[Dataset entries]
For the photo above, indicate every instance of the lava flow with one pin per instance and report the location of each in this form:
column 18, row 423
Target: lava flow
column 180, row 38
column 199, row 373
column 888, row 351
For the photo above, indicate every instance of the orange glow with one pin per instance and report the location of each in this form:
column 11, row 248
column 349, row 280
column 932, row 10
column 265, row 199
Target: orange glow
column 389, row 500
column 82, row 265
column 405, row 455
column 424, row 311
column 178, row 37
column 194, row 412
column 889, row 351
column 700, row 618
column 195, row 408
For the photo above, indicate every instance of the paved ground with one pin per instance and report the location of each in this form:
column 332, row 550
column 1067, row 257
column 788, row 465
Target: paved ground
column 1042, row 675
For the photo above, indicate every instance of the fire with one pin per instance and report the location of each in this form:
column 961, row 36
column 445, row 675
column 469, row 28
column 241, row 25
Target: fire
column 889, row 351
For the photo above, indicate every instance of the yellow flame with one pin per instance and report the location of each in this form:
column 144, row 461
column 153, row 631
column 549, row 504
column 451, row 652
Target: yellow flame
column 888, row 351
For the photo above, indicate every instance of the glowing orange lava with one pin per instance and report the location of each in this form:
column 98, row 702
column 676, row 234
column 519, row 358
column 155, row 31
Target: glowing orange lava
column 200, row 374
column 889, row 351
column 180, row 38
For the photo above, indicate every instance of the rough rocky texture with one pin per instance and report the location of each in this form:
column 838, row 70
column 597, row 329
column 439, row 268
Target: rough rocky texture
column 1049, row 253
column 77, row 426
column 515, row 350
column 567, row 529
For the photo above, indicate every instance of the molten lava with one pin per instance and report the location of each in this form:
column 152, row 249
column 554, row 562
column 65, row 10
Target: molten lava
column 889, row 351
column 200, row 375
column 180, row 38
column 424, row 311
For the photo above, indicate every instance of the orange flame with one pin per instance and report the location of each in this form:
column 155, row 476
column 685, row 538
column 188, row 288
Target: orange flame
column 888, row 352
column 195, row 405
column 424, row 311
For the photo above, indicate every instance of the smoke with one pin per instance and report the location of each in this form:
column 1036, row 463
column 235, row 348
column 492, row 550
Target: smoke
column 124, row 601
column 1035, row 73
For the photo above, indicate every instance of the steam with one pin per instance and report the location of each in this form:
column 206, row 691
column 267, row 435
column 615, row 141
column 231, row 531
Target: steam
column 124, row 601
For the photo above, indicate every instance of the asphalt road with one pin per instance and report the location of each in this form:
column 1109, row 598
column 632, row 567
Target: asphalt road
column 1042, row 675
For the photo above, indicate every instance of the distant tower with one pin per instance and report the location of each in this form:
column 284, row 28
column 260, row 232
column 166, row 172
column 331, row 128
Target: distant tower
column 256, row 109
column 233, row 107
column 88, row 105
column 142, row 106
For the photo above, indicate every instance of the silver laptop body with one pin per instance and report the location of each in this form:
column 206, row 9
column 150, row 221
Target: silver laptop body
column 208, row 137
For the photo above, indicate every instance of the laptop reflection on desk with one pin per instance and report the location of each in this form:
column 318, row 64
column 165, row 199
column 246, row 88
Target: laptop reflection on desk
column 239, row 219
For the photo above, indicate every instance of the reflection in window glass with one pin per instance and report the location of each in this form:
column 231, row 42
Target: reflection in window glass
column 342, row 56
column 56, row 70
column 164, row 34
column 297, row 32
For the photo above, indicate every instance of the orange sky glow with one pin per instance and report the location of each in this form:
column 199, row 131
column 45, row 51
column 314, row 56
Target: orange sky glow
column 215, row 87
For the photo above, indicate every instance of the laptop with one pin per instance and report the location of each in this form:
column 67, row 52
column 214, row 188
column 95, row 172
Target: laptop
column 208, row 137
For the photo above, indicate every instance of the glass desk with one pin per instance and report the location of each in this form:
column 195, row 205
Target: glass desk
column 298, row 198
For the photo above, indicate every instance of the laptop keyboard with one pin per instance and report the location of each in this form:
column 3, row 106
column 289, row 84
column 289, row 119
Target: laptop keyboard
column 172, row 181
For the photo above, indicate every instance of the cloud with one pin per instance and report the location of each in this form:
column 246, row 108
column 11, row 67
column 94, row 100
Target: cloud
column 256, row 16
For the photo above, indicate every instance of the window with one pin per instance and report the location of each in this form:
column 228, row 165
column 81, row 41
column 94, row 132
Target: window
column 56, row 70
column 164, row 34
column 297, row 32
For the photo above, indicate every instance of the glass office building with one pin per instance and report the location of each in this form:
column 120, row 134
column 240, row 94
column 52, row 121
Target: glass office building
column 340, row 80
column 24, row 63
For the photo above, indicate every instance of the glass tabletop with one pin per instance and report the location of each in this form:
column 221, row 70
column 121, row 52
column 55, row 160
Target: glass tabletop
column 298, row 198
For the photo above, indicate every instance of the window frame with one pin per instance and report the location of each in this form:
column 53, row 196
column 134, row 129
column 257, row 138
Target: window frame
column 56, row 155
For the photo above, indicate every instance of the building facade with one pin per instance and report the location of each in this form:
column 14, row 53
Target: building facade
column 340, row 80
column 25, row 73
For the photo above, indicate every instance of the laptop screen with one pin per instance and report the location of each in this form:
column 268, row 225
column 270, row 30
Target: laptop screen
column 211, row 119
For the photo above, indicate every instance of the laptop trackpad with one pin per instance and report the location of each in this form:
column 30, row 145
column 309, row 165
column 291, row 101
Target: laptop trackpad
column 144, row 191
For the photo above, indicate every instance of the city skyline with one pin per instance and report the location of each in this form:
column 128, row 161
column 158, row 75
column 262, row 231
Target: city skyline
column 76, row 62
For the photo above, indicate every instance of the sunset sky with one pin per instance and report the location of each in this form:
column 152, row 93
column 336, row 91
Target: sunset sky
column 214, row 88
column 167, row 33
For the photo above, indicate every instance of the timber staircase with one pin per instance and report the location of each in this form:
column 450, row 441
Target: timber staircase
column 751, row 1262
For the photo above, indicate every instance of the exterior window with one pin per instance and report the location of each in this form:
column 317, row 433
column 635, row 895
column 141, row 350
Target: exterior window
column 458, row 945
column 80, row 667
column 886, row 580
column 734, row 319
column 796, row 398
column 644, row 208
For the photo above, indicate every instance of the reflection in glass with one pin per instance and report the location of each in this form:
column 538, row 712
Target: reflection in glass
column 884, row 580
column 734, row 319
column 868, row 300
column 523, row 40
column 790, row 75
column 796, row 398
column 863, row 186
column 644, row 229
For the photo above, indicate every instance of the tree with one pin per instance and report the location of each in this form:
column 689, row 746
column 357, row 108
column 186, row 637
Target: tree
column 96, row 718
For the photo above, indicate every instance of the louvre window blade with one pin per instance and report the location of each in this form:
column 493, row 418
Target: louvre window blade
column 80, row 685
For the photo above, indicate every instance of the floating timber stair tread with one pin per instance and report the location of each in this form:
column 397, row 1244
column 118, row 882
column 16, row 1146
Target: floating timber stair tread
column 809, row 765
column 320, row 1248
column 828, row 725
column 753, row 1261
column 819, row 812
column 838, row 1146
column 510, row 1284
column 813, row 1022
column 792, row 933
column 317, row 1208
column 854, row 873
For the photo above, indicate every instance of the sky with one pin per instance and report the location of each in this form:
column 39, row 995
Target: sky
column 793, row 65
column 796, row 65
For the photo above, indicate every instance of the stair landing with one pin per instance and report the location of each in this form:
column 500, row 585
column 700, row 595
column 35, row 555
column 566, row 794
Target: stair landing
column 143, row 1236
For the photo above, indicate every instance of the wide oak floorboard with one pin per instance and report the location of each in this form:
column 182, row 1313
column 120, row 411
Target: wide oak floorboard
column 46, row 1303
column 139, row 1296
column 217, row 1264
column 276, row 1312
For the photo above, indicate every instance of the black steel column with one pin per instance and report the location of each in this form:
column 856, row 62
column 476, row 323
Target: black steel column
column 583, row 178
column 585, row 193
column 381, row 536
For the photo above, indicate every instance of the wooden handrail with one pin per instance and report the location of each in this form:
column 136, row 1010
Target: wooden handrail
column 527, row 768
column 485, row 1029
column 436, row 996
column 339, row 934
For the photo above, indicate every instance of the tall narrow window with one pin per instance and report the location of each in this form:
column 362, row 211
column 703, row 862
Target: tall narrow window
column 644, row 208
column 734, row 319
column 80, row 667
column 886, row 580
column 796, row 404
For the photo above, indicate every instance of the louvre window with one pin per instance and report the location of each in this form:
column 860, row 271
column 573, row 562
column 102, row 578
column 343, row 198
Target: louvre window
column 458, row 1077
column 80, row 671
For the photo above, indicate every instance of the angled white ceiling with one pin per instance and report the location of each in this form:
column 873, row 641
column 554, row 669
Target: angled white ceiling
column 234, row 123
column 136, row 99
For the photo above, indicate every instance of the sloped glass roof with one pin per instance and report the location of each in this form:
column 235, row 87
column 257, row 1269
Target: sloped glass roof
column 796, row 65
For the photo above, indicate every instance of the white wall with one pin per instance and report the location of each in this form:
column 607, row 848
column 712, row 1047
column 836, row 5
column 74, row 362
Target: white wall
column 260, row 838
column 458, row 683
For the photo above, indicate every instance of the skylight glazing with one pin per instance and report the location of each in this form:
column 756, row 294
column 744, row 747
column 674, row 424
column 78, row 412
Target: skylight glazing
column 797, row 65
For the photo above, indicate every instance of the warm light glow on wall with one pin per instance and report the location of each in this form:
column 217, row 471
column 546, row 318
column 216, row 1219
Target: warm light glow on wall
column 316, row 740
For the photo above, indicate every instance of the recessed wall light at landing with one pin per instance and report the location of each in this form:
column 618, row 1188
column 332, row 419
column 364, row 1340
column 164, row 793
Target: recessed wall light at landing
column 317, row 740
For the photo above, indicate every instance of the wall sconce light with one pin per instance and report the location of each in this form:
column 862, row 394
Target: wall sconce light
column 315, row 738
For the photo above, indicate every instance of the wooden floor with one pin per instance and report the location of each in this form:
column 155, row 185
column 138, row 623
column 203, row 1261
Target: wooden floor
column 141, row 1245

• _PROBLEM DETAILS_:
Beginning with the line above that contains "column 554, row 669", copy each line exactly up to and including the line that contains "For the photo above, indicate every instance of the wall", and go no further.

• _SOLUTION BELOW_:
column 554, row 669
Target: angled white ceiling
column 234, row 123
column 136, row 99
For the photo above, indicate every instance of the sloped glass roof with one pin per instance and report the location of each in this form:
column 235, row 87
column 257, row 1269
Target: sloped glass roof
column 796, row 65
For the photo above, indicate every instance of the white wall with one pin per instance and report the location of each in this form:
column 607, row 848
column 712, row 1047
column 836, row 5
column 74, row 362
Target: white wall
column 260, row 838
column 458, row 683
For the photo above, indicate every instance of the skylight glazing with one pin per instance and report the location of each in this form:
column 756, row 294
column 744, row 747
column 674, row 424
column 78, row 412
Target: skylight glazing
column 797, row 65
For the photo above, indicate every instance of the warm light glow on wall with one pin per instance and report the location of each in this form:
column 217, row 471
column 546, row 318
column 216, row 1219
Target: warm light glow on wall
column 316, row 740
For the photo above, indicate every instance of the recessed wall light at landing with one pin per instance and report the location of each in this form:
column 618, row 1188
column 332, row 419
column 364, row 1340
column 164, row 793
Target: recessed wall light at landing
column 317, row 740
For the photo above, indicate every instance of the wall sconce light with one pin per instance and report the location of each in this form:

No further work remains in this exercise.